Bracamoros (pukamuru, Aguaruna: pakamuru, "painted face"; also written Pacamuros) is a region of numerous extinct tribal groups (which include a tribe of the same name) from the Ecuadorian and Peruvian Amazon rainforest, located in the watershed of the Zamora River (although it has also been identified as the region of the Chinchipe and Marañón Rivers).

The area is now part of the former Ecuadorian province of Santiago Zamora Province (today Zamora-Chinchipe Province) and the Peruvian provinces of San Ignacio and Jaén, within the departments of Cajamarca and Amazonas.

==History==
The tribes that once lived in the area were the Nehipe (also known as the Chuquimayo or Chinchipe), Chirinos, Perico, Pacaraes, Mandinga, Tabancaras, Joroca, Jolluca, Llanqueconi, Tomependa, Chamaya, Bagua, Copallín, Canas de Cacahuari (also known as Lomas del Viento), Comechingón, Huambucos (or Huambos), Maracacona, Moqui, Girapaconi, Tamborapa, and four more at the headwaters of the Chinchipe and by the Marañón's shores. Each group received the name of "province" by the Spanish. The Tabaconas and Huambos have been documented as once belonging to the Inca Empire, as Pedro Cieza de León wrote that an Inca army once unsuccessfully attempted to occupy the area in 1520. A common factor among the tribes was the practice of agriculture, with their diet consisting of corn, yuca, sweet potatoes and porotos.

The Spanish arrived to the region in the 16th century, with the first expedition taking place in 1536 under the orders of Francisco Pizarro. It ended with the establishment of the short-lived town of Jérez de la Frontera, near the Pongo de Rentema. It was later refounded with the name of Nueva Jérez de la Frontera, (Note: The town is described as the first foundation of Jaén, although it was later reestablished five leagues off "old Jaén" (Jaén viejo), today non-existent. While Juan Porcel was in charge of the construction of the city's cabildo and church, he was summoned by Viceroy Blasco Núñez Vela to fight against Gonzalo Pizarro's rebellion, later joining him and continuing his expeditions under his brief government. In 1546, he again switched sides against Pizarro. Jerez was renamed to Jaén in April 1549.) followed by the creation of the settlements of Ávila, (Note: The town was later part of the Governorate of Quijos and would be later destroyed during a rebellion of the indians of the same name on November 29, 1578.) Perico and Chirinos. Advancements into the area had already been made from the north and south by the time Jaén was established. Near the Zamora's basin in the northern part of the area, the short-lived town of Bilbao was founded in 1541. (Note: The town was later repopulated by Pedro de Vergara.) Another town known as Zamora de los Alcaides was also established during this time. Once the area had been occupied with settlements, the governorates of Bracamoros and Yahuarzongos (Note: Gobernación de Yahuarzongos) were established, eventually merged into the former.

__Information given__
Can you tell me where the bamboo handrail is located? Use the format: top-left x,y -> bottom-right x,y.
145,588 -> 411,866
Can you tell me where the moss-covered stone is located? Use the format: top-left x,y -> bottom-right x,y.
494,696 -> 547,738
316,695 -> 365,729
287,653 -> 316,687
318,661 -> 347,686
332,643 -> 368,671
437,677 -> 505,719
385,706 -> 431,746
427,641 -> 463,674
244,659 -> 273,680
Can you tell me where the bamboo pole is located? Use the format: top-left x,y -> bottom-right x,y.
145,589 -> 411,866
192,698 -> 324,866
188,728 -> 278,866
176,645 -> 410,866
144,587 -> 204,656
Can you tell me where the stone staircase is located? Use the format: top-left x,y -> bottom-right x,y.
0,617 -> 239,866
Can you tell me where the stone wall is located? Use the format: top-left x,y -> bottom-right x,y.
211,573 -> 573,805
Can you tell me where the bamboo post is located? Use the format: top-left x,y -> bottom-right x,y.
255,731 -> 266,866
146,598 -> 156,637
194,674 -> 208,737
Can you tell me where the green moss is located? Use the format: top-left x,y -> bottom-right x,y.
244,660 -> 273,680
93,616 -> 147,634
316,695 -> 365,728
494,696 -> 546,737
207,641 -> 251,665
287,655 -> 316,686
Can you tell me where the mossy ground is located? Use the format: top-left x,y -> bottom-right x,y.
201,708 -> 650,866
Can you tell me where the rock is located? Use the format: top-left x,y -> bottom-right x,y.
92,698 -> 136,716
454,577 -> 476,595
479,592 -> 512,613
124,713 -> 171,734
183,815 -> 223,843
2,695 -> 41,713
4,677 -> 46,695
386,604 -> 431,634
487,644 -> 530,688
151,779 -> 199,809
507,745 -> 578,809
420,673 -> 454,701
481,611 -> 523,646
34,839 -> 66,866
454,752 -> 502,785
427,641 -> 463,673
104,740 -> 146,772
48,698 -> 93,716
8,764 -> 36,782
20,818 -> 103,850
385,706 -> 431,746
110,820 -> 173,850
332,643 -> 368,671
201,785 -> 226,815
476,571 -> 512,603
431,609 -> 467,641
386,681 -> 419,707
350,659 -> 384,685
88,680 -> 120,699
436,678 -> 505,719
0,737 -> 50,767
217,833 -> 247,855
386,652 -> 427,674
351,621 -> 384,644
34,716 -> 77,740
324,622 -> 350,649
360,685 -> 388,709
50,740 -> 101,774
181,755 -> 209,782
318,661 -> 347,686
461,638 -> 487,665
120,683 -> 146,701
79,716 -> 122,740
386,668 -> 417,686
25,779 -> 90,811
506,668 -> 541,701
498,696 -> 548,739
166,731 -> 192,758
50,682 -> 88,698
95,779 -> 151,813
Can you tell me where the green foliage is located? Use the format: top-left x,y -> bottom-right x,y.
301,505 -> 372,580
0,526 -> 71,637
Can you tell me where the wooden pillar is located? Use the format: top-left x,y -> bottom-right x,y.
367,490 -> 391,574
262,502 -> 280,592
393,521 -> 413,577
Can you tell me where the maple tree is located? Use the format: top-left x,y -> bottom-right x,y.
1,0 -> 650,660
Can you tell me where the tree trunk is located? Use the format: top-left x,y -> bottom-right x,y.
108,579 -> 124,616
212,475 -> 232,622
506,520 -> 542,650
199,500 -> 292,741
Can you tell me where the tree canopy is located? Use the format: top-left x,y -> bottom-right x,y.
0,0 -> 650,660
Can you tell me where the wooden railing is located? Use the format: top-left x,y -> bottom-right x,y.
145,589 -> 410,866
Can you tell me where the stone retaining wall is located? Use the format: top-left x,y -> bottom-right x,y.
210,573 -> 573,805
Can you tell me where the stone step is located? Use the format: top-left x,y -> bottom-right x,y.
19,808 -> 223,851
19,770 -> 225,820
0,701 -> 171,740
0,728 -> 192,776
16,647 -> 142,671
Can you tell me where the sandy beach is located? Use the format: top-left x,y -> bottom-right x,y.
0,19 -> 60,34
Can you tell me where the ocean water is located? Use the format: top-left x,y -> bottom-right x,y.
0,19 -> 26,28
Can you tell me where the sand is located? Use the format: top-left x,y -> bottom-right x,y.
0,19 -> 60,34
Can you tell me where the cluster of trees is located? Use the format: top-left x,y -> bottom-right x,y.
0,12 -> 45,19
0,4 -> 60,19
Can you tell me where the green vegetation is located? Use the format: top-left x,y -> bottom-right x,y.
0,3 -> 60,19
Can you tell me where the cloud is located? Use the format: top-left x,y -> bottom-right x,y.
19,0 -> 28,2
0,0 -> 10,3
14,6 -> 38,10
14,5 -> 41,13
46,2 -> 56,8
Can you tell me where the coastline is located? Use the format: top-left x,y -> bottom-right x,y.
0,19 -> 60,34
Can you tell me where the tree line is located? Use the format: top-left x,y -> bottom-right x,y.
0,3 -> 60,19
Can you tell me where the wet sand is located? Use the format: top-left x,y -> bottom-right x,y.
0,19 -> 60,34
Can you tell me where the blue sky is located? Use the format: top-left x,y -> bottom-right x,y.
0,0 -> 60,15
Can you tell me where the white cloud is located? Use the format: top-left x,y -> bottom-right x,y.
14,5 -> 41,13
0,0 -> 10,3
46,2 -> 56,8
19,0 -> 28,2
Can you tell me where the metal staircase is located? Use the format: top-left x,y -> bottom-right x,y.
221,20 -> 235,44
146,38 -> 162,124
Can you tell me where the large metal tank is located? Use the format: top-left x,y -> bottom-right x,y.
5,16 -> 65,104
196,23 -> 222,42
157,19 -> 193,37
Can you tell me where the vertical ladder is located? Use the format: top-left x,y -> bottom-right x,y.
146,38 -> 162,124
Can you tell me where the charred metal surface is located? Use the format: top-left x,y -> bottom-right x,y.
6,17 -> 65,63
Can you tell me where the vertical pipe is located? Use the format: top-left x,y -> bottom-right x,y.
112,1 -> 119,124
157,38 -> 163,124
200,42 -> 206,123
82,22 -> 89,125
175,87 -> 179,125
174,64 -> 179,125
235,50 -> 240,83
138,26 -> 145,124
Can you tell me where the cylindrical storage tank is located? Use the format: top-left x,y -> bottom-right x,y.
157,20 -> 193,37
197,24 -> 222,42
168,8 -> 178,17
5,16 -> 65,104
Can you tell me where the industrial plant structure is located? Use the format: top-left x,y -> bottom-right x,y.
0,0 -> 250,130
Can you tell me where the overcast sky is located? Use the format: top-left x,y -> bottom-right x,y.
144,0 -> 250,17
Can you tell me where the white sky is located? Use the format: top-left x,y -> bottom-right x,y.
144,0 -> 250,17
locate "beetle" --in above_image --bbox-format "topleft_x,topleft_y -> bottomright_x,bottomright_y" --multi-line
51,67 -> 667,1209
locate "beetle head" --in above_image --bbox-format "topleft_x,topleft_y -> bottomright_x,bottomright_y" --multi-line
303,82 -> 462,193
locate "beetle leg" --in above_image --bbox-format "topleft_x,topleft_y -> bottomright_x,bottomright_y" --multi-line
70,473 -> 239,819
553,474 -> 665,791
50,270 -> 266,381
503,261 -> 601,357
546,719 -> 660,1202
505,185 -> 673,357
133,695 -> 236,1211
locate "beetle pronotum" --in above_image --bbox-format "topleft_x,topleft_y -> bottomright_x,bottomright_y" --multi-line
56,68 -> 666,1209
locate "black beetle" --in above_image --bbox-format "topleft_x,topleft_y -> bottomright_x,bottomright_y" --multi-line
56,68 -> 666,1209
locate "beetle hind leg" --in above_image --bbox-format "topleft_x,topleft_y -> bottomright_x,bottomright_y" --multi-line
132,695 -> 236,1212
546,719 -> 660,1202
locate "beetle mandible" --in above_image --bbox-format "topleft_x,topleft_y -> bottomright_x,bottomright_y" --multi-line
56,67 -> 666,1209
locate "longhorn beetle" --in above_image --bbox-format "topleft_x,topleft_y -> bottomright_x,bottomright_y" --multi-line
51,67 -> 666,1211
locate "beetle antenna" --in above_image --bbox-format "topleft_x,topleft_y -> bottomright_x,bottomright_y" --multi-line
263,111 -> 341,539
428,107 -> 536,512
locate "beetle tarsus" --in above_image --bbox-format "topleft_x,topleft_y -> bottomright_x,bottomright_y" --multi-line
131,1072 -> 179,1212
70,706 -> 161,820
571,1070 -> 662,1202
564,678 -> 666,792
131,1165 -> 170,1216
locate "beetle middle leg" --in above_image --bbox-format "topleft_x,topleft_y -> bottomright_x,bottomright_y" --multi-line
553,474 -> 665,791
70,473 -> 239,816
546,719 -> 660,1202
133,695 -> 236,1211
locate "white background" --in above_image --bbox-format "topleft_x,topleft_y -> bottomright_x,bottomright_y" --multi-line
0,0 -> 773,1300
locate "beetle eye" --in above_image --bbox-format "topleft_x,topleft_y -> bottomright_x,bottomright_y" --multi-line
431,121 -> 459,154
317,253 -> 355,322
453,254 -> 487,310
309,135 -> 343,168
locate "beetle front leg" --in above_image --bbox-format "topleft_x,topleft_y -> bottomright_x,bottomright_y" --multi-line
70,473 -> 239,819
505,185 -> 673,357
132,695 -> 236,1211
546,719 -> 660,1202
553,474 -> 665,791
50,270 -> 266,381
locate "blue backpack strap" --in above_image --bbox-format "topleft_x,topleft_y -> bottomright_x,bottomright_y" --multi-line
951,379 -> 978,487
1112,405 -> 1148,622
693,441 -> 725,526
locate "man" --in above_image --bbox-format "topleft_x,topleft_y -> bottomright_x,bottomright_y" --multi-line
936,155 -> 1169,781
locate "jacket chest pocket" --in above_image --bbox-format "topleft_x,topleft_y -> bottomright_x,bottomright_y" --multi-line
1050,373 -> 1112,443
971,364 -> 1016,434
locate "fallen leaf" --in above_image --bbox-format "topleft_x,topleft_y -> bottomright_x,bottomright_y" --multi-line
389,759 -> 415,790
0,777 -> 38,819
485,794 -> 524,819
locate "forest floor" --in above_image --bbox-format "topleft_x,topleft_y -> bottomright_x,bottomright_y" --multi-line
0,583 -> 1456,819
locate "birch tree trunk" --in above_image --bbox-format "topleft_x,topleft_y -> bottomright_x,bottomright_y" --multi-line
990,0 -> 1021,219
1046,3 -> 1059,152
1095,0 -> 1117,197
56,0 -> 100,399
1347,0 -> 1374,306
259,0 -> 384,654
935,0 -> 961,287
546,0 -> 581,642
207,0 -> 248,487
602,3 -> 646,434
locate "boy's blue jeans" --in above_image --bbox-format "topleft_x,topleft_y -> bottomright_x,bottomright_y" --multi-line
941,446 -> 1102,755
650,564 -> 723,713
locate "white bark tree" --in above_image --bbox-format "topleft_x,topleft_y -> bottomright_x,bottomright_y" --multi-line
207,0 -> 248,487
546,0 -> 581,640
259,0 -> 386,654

__Work instructions__
**a.** According to the Bracamoros text, in what month and year was Jerez renamed to Jaén?
**b.** List the foods that the Bracamoros text names as part of the tribes' diet.
**c.** Quote the part of the Bracamoros text that begins at the words "The area is" and stops after "Cajamarca and Amazonas.".

__Solutions to each task__
**a.** April 1549

**b.** corn, yuca, sweet potatoes, porotos

**c.**
The area is now part of the former Ecuadorian province of Santiago Zamora Province (today Zamora-Chinchipe Province) and the Peruvian provinces of San Ignacio and Jaén, within the departments of Cajamarca and Amazonas.